→ **What is expected**:
Pictures must be dropped from the copy of the entries below; all else is returned exactly.

→ **Information provided**:
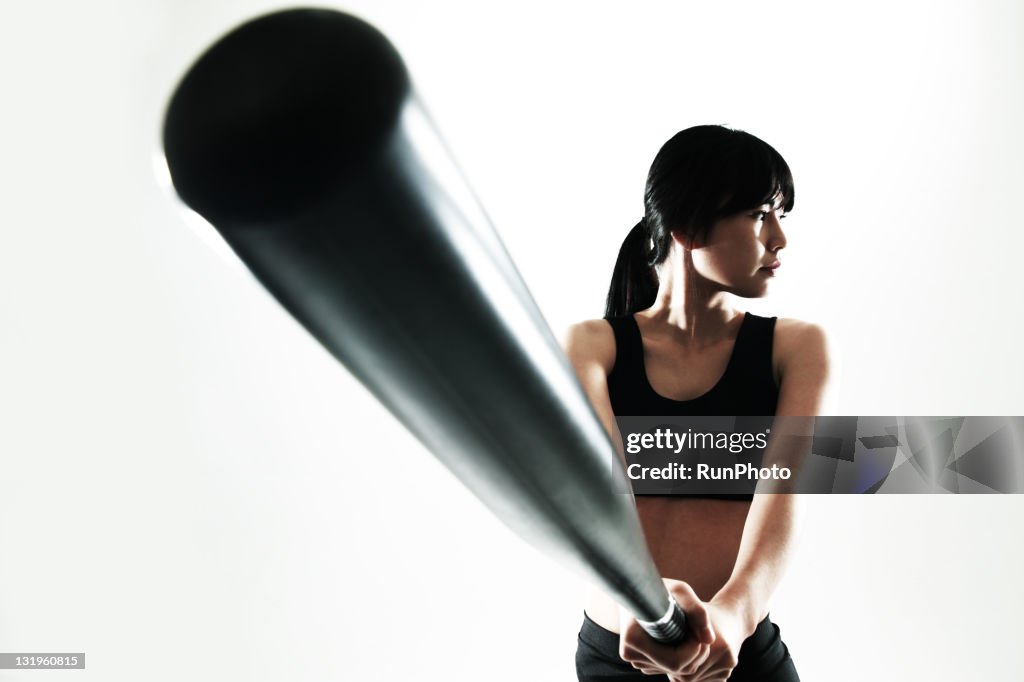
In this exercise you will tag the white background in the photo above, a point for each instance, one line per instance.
(182, 469)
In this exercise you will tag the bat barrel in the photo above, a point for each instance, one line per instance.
(300, 138)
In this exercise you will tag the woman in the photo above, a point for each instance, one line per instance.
(671, 343)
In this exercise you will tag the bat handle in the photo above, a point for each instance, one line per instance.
(671, 628)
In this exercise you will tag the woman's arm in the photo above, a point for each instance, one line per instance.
(809, 368)
(590, 347)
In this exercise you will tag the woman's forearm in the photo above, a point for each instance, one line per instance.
(768, 541)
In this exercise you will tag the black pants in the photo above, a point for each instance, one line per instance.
(763, 656)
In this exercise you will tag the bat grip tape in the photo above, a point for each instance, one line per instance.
(671, 628)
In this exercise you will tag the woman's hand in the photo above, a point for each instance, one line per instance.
(678, 662)
(730, 631)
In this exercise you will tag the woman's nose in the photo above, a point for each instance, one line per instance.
(776, 238)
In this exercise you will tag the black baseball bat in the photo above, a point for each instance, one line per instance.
(299, 136)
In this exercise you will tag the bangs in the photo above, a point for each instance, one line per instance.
(753, 173)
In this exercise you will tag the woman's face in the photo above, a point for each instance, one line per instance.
(738, 249)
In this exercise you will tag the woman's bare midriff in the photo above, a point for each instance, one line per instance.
(691, 539)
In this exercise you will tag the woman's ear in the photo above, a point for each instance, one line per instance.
(686, 242)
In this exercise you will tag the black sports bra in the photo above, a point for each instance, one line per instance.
(747, 389)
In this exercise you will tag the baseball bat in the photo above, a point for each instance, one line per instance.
(298, 135)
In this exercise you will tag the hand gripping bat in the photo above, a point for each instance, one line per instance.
(299, 137)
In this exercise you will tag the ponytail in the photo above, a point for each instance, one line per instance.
(634, 283)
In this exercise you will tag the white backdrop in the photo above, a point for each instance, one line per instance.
(183, 471)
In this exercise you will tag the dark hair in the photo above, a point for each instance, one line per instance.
(700, 175)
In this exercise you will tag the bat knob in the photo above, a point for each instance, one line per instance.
(670, 629)
(280, 113)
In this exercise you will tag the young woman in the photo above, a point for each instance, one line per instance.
(671, 343)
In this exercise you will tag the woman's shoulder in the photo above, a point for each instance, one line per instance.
(590, 341)
(802, 343)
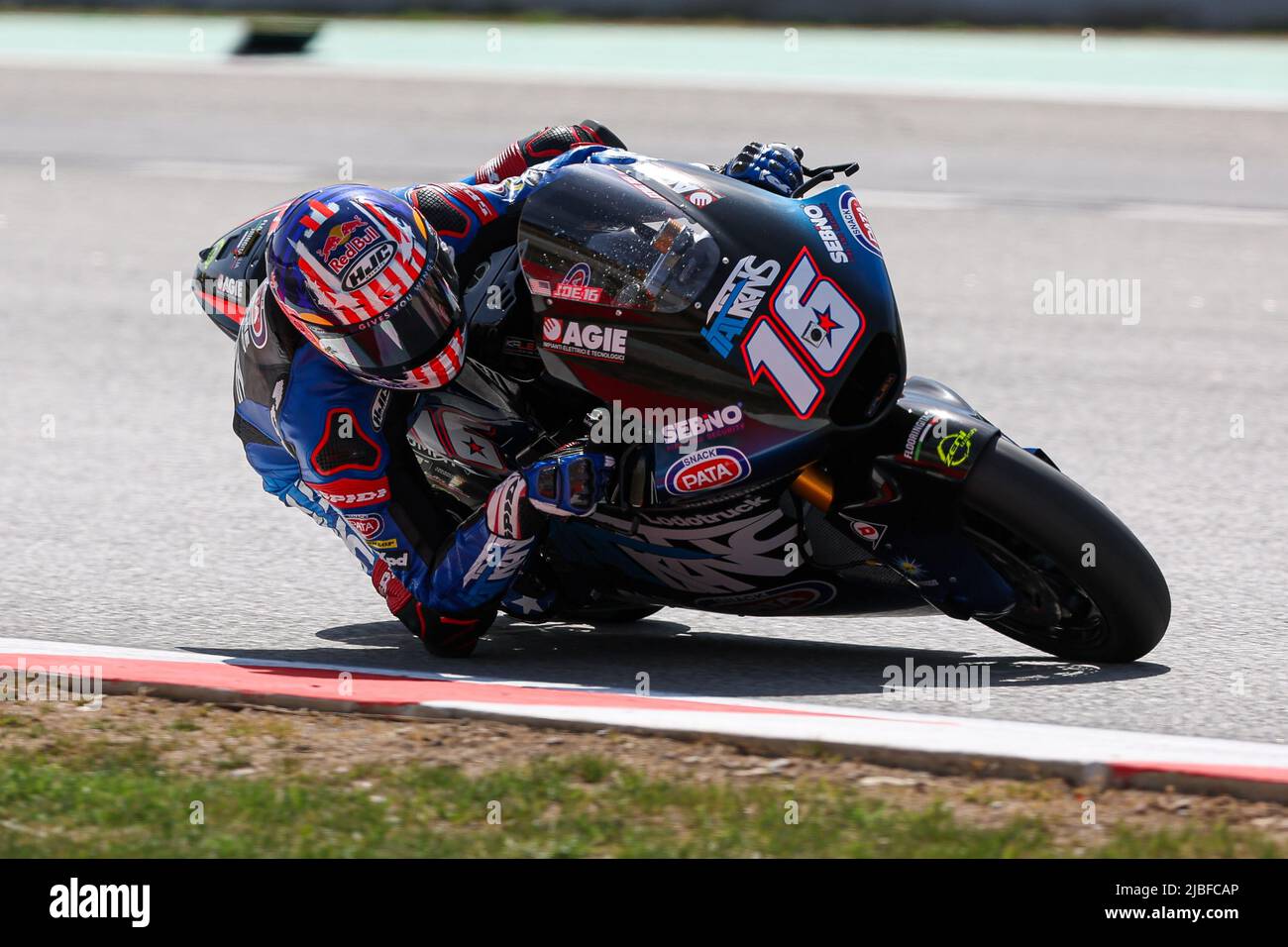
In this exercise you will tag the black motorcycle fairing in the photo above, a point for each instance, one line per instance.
(610, 253)
(232, 268)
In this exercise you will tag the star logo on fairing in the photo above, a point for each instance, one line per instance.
(825, 322)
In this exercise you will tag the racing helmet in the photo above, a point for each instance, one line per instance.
(370, 283)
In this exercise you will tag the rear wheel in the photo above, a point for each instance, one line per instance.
(1086, 589)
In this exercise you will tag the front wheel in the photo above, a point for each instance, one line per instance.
(1085, 586)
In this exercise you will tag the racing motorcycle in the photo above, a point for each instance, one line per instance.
(741, 356)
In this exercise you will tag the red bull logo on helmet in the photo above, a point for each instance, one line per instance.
(348, 240)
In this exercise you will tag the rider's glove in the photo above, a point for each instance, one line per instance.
(773, 166)
(570, 482)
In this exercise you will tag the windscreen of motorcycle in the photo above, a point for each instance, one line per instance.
(604, 239)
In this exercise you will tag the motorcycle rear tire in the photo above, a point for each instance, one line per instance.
(1086, 587)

→ **Answer section**:
In this exercise you will tag the white background in the photo above, a point for each instance, one line per instance.
(182, 469)
In this exercise you will tag the bat barrel in the photo above, a point for each instance, one line per instance.
(300, 138)
In this exercise you will tag the woman in the photo above, a point for each instance, one line per instance.
(671, 343)
In this exercise you will tag the bat handle in the photo above, a point for each instance, one line per instance.
(671, 628)
In this exercise you will tag the woman's arm in the photo above, a point for each instance, one line per instance.
(809, 368)
(590, 347)
In this exercise you will tag the woman's forearm in the photo above, a point for each instance, one line per instance.
(768, 541)
In this exercise you will tag the black pants in the photo above, a point for each instance, one line per instance.
(763, 656)
In this exercise you will tag the bat grip tape in the photo above, a point for each instance, one line per instance.
(671, 628)
In this exercise you will tag the woman's hand in the photo above, a point for each instance, one line per instance.
(678, 662)
(730, 631)
In this exercise you will tag the woman's nose in the photo above, a point for each instance, one line per instance.
(776, 238)
In this exercise you will tag the black baseball bat in the photo above, a point for each instance, one line per instance.
(299, 136)
In this exercise you will tag the bangs in the photo above, a point for each instance, one line per instance.
(753, 173)
In this exercise you will tag the woman's face in the photo above, a point for each instance, one line per instance.
(738, 249)
In this exercise you will tag the woman's bare midriff in the photo above, a point for each instance, one line per instance.
(691, 539)
In this exercise you will tag the woman's ear in the photo above, a point for each instance, one line per instance.
(686, 242)
In this exercise you will tag the black sports bra in the photo above, a point for each instance, one line per instance.
(747, 389)
In this exercise you will tag the baseball bat in the photo above, a point for each instance, one line per instance.
(298, 135)
In this exercise you will tag the hand gripping bat in the photo above, a point for each instance, one line per instance.
(299, 137)
In this exercise you will tag the ponytail in the photo above, a point for each instance, one line per instance.
(634, 283)
In this exercise you will tag the white backdrop in the photo above, a point for each instance, one line per instance.
(183, 471)
In this exercise you will tag the dark hair in the photo above, a point for each instance, one line per instance.
(700, 175)
In this exercise you will tag the bat knob in the photo above, a point for each instance, one line per instance.
(670, 629)
(280, 113)
In this exercise you will tag the young woman in the photo above, a point for each instance, one line per instance.
(671, 343)
In this exercise you will tag the woman's shoulder in the photo above, a point for each instance, one line per instance.
(590, 341)
(802, 343)
In this exercise you will tag the black motorcycle fairing in the photo above, a point for each instance, one line per instance.
(610, 253)
(232, 268)
In this exercise you will tag the star logo on fairing in the photo above, a point for each instance, one line per instance.
(825, 322)
In this exercise you will tag the racing helmet in the photo above, a point for each instance, one line per instance.
(370, 283)
In this exercise you will tag the rear wheel in the photo above, a point for each instance, one line per instance.
(1086, 589)
In this exercise you will tag the front wheel in the photo above, a point for each instance, one line per instance.
(1085, 586)
In this exercise you will tag the racing motorcycle in the photo above, a point for each instance, one line per instance.
(741, 356)
In this exercise you will tag the red bull logo on helmet in the photo above, a point for each instance, one line per instance.
(348, 240)
In this exercise you will tag the rider's glove in the photo above, a point for each instance, one line per instance.
(773, 166)
(570, 482)
In this exercise you will tag the windscreen of motorcycle in the photo above, a point for each instance, one line per instance.
(604, 239)
In this exercise you will tag the motorcycle rear tire in the photo above, a point for each instance, one line per instance.
(1086, 587)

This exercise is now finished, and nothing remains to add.